*** INFORMATION GIVEN ***

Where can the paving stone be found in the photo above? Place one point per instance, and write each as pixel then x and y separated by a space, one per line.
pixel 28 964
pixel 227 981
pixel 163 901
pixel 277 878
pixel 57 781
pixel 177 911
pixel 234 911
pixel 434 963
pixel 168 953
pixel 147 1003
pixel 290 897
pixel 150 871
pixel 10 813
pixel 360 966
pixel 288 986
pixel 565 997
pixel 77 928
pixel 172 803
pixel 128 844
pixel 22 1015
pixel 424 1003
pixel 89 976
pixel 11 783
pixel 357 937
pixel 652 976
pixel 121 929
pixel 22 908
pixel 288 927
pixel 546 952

*** End of INFORMATION GIVEN ***

Look back at the records above. Repeat all of them exactly.

Where can the paving stone be found in the photo above? Place one point per instance, and write each as pixel then x and y separated by a space, one per line.
pixel 28 964
pixel 227 981
pixel 163 901
pixel 277 878
pixel 57 781
pixel 177 911
pixel 234 911
pixel 434 963
pixel 168 953
pixel 147 1003
pixel 290 897
pixel 150 871
pixel 10 813
pixel 360 966
pixel 288 986
pixel 565 997
pixel 77 928
pixel 172 803
pixel 128 844
pixel 22 1015
pixel 424 1003
pixel 89 976
pixel 11 783
pixel 357 937
pixel 652 976
pixel 121 929
pixel 22 908
pixel 288 927
pixel 546 952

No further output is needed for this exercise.